→ **Entries for pointing and labeling**
______
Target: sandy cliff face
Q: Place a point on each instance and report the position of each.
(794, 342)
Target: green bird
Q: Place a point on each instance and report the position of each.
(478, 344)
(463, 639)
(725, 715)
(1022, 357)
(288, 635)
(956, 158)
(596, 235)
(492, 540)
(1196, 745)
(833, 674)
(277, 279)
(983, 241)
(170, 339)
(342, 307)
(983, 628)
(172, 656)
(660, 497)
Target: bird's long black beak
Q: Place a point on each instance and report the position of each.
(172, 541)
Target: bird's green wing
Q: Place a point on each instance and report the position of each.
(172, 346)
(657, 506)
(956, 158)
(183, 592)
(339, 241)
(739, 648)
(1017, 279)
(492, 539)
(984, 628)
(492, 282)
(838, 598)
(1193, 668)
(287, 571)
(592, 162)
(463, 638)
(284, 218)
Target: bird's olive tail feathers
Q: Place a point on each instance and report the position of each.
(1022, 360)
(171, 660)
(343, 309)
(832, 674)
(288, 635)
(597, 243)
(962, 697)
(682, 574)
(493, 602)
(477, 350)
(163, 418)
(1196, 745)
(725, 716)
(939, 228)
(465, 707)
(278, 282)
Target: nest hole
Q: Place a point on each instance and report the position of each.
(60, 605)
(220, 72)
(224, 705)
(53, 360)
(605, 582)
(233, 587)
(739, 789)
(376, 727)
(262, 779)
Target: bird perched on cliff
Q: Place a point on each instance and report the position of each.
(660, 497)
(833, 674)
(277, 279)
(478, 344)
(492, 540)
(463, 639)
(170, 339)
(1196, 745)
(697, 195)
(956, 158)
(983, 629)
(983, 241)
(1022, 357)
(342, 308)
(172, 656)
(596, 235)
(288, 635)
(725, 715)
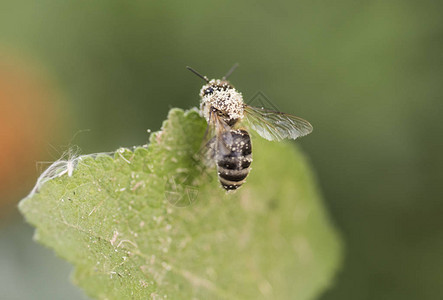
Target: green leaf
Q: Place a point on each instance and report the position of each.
(153, 223)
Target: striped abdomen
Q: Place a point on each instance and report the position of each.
(233, 163)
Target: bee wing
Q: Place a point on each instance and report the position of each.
(274, 125)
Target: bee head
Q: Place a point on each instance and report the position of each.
(214, 86)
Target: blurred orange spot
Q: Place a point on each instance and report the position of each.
(29, 120)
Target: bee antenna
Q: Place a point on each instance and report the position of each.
(232, 69)
(198, 74)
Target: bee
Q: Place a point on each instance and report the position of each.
(226, 142)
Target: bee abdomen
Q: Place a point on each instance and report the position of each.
(233, 167)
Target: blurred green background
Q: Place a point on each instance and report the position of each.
(367, 74)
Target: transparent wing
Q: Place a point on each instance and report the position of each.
(274, 125)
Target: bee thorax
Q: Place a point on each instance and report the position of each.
(222, 97)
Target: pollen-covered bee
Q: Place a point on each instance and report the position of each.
(229, 145)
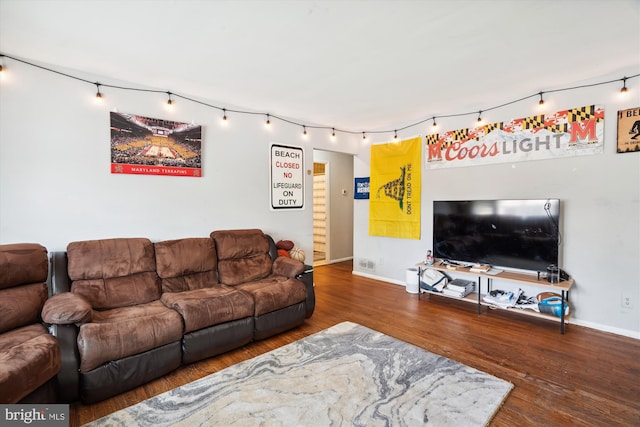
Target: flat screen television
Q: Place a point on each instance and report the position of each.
(517, 234)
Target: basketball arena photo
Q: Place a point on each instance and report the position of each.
(148, 146)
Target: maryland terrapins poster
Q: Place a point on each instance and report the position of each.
______
→ **What the exercise asks**
Rewrite the listing above with every "Target" switched to "Object" and everything else unchanged. Leave the pictures out of your answer.

→ **Exercise result**
Object: sandy cliff face
Q: Place a point on each instance and report the position of each.
(794, 342)
Object: green bird
Q: Place a point on each instance and report the position of each.
(478, 344)
(463, 639)
(725, 715)
(1022, 357)
(288, 635)
(956, 158)
(596, 235)
(492, 540)
(1196, 745)
(833, 674)
(277, 279)
(983, 241)
(170, 339)
(342, 307)
(983, 628)
(172, 656)
(660, 497)
Object: bird's long black beak
Q: Place a point on each instance and report the position of each.
(172, 541)
Object: bird's green wing
Q: Place a point on each instance and report the position of each.
(172, 346)
(657, 506)
(956, 158)
(183, 592)
(339, 241)
(739, 648)
(1017, 279)
(492, 539)
(984, 628)
(492, 282)
(838, 598)
(1193, 668)
(287, 571)
(592, 162)
(463, 638)
(284, 218)
Object: bird's olive tail feathers
Q: Place a point on each instance and report the position of each.
(1022, 360)
(171, 660)
(343, 309)
(832, 674)
(288, 635)
(597, 243)
(962, 697)
(682, 574)
(493, 602)
(477, 350)
(163, 418)
(1196, 745)
(725, 716)
(939, 228)
(465, 707)
(278, 282)
Object: nest hole
Q: Place a point on each instance and report the position of each.
(60, 605)
(220, 72)
(224, 705)
(53, 360)
(605, 582)
(233, 587)
(739, 789)
(376, 727)
(262, 779)
Object: bird perched on cliff
Q: Place a point on each instance and report the position of each.
(660, 497)
(833, 674)
(277, 279)
(478, 344)
(492, 540)
(463, 639)
(170, 339)
(1196, 745)
(697, 195)
(956, 158)
(983, 629)
(983, 241)
(1022, 357)
(342, 308)
(172, 656)
(596, 235)
(288, 635)
(725, 715)
Object: green leaf
Q: Place a point on each instance and report the position of each.
(153, 223)
Object: striped abdomen
Q: Place a point on each instance and report the position of each.
(233, 163)
Object: bee wing
Q: Place a point on each instance and report the position of each.
(274, 125)
Object: bee head
Q: Place a point on each instance and report the position of each.
(214, 86)
Object: blurred orange spot
Q: Place a point on each instance and report the position of each.
(29, 120)
Object: bee antenna
Q: Place a point on each instance and report the position of each.
(232, 69)
(198, 74)
Object: bee
Q: Place a point on each instance and report the position of each.
(226, 142)
Object: bee abdomen
Q: Place a point on each instance and report the position of each.
(233, 167)
Object: blurred green background
Q: Place a point on each instance and report the position of each.
(367, 74)
Object: transparent wing
Q: Place a point on each instance and report the position of each.
(274, 125)
Object: bee thorax
Q: Place a point on each instance and report the position of each.
(222, 97)
Object: pollen-covered bee
Q: Place a point on each instance and report the position of each.
(229, 145)
Object: flat screen television
Q: Place a point on each instance and report the position of each.
(517, 234)
Object: basketball arena photo
Q: Place a point on each instance and report the position of each.
(148, 146)
Object: maryland terrapins poster
Q: Place a point on each instance and report the position of each.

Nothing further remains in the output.